ENTRIES PROVIDED: Begin

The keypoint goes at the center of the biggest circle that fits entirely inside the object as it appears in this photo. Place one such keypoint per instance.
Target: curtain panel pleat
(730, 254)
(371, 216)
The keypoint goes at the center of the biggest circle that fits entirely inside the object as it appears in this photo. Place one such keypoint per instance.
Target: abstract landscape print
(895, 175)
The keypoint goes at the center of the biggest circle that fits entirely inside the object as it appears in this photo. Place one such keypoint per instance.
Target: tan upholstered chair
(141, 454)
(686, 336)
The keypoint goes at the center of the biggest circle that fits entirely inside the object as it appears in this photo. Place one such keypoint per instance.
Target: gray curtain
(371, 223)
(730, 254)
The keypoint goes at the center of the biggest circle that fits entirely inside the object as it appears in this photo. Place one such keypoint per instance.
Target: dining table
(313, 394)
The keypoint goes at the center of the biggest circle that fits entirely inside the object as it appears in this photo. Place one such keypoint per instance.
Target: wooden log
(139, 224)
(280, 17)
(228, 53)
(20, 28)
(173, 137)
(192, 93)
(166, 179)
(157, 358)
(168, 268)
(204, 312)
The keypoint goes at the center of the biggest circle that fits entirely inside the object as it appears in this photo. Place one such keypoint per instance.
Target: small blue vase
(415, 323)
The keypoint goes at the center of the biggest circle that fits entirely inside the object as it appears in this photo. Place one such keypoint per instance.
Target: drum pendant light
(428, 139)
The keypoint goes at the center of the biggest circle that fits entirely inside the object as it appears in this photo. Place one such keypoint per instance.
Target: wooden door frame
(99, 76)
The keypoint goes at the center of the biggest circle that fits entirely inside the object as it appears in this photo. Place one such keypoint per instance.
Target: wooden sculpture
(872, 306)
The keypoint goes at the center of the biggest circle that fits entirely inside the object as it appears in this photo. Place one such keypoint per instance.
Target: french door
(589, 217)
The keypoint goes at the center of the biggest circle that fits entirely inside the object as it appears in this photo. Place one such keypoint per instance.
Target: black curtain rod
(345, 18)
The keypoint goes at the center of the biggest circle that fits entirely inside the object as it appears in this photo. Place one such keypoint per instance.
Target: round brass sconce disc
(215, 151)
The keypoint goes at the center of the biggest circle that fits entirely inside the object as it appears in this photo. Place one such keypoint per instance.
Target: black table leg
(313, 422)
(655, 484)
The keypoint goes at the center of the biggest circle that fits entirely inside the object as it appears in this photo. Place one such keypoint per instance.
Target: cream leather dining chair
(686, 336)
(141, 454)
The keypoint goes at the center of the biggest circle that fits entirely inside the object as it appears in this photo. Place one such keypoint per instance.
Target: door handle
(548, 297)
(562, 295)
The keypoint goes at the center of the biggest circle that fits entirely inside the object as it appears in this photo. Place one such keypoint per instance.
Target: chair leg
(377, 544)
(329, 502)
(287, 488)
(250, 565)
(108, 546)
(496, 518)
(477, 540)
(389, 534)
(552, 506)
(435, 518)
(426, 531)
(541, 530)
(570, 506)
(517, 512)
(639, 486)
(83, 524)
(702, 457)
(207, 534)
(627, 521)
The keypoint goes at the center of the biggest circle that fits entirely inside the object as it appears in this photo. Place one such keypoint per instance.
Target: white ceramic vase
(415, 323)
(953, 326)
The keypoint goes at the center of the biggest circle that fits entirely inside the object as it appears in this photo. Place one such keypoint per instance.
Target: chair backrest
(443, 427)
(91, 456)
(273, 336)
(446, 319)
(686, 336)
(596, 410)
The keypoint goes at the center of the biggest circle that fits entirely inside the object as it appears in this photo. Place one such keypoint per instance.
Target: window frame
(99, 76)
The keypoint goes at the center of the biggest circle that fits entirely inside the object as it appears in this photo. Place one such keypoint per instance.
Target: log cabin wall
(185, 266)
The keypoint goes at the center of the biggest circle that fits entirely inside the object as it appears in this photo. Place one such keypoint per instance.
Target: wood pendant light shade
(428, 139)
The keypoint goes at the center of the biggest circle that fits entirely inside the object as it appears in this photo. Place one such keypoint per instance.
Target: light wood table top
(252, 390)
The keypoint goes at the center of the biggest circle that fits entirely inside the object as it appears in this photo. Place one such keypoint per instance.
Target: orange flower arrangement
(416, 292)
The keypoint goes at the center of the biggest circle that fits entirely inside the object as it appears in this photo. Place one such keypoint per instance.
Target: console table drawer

ENTRIES PROVIDED: End

WHAT YOU SHOULD DO:
Each line above must be output exactly as it stands.

EXERCISE ANSWER:
The keypoint goes at the center of the biggest circle that fits entirely inside the object as it appears in this photo. Place one such keypoint per instance.
Target: curtain panel pleat
(730, 254)
(371, 216)
The keypoint goes at the center of the biggest circle that fits entirely inside the object as it appears in this photo. Place one such keypoint per instance.
Target: abstract landscape print
(895, 175)
The keypoint goes at the center of the biggest circle that fits entirely inside the object as it appears in this photo. Place one such keypoint per instance.
Target: tan upholstered chair
(141, 454)
(686, 336)
The keypoint goes at the center of the biggest circle that fits entirely inside the object as it appears in this photo. Place one such keypoint per instance.
Target: gray curtain
(371, 223)
(730, 254)
The keypoint goes at the center of the biggest circle that fits entirely inside the object as it appears in this photo. Place one such keypoint per instance.
Target: dining table
(313, 394)
The keypoint goes at the center of the biggest circle that fits entirely inside the object as it appears in this photo. Place one such keypoint per instance.
Target: wooden log
(139, 224)
(280, 17)
(228, 53)
(20, 28)
(173, 137)
(192, 93)
(166, 179)
(157, 358)
(168, 268)
(204, 312)
The keypoint goes at the center of the biggest circle that fits entirely inside the object as it appears in this photo. Place one such keypoint per instance.
Target: small blue vase
(415, 323)
The keypoint goes at the center of the biggest circle that fits entirely inside the object as it appears in this photo. Place one such keypoint per instance.
Target: drum pendant light
(428, 139)
The keypoint goes at the center of the biggest circle that fits entirely inside the object as it appears in this photo. Place one such keypoint per instance.
Target: wooden door frame
(99, 76)
The keypoint goes at the center of the biggest circle that fits entirely inside the object as it appears in this photo. Place one such keypoint per instance.
Target: wooden sculpture
(872, 306)
The keypoint goes at the center of the biggest circle that fits entirely inside the object as it appears in this photo. Place one such keypoint per instance.
Target: french door
(589, 217)
The keypoint goes at the center of the biggest circle that fits entirely inside the object as it appears in this photo. Place one such keypoint per instance.
Target: black curtain rod
(345, 18)
The keypoint goes at the center of the biggest circle that fits entirely inside the object as it appears in this photo. Place one such keypoint per instance.
Target: round brass sconce disc
(215, 151)
The keypoint goes at the center of the biggest circle that fits entirely inside the object as it appears in this photo. Place one such keypoint per instance.
Target: black table leg
(313, 422)
(655, 484)
The keypoint goes at the center of the biggest circle that fits entirely inside the object as it appears in this photo. Place one such keypoint per instance.
Target: cream leather dining chair
(686, 336)
(141, 454)
The keypoint goes at the center of the biggest circle that fits entirely inside the object as it appears in this photo. Place one such keypoint per instance.
Target: door handle
(548, 297)
(562, 295)
The keypoint goes at the center of the biggest circle that fits entirely inside the object as it appears in this photo. Place one such keypoint per instance.
Target: chair leg
(377, 544)
(329, 502)
(287, 488)
(250, 565)
(108, 546)
(496, 518)
(477, 540)
(389, 534)
(552, 506)
(435, 518)
(426, 531)
(541, 530)
(570, 506)
(517, 512)
(639, 486)
(83, 524)
(702, 457)
(207, 534)
(627, 521)
The keypoint goes at the center of the biggest circle that fits entirely inside the object as it appears in this photo. Place one such keypoint per instance.
Target: white ceramic vase
(415, 323)
(953, 326)
The keypoint goes at the center of the biggest circle that fits entirely inside the object as it appears in this photo. Place one such keypoint per instance.
Target: chair backrest
(443, 427)
(91, 456)
(273, 336)
(446, 319)
(686, 336)
(596, 410)
The keypoint goes at the center of the biggest circle that fits entirely inside the object as it appears in this photo. Place one such keypoint per instance.
Target: window frame
(99, 76)
The keypoint goes at the center of the biggest circle that fits entirely inside the object as it appears in this photo. Place one such keypoint per instance.
Target: log cabin wall
(185, 266)
The keypoint goes at the center of the biggest circle that fits entirely inside the object as it appears in this photo. Place one such keypoint per instance.
Target: wood pendant light shade
(428, 139)
The keypoint goes at the center of the biggest circle that fits entirely inside the object as it appears in this photo. Place one such keypoint per instance.
Target: light wood table top
(252, 390)
The keypoint goes at the center of the biggest circle that fits entirely inside the object as it appears in this photo. Place one such keypoint per instance.
Target: orange flower arrangement
(416, 292)
The keypoint goes at the center of the biggest circle that fits entirely inside the object as it appears in this photo. Place one such keypoint per instance.
Target: console table drawer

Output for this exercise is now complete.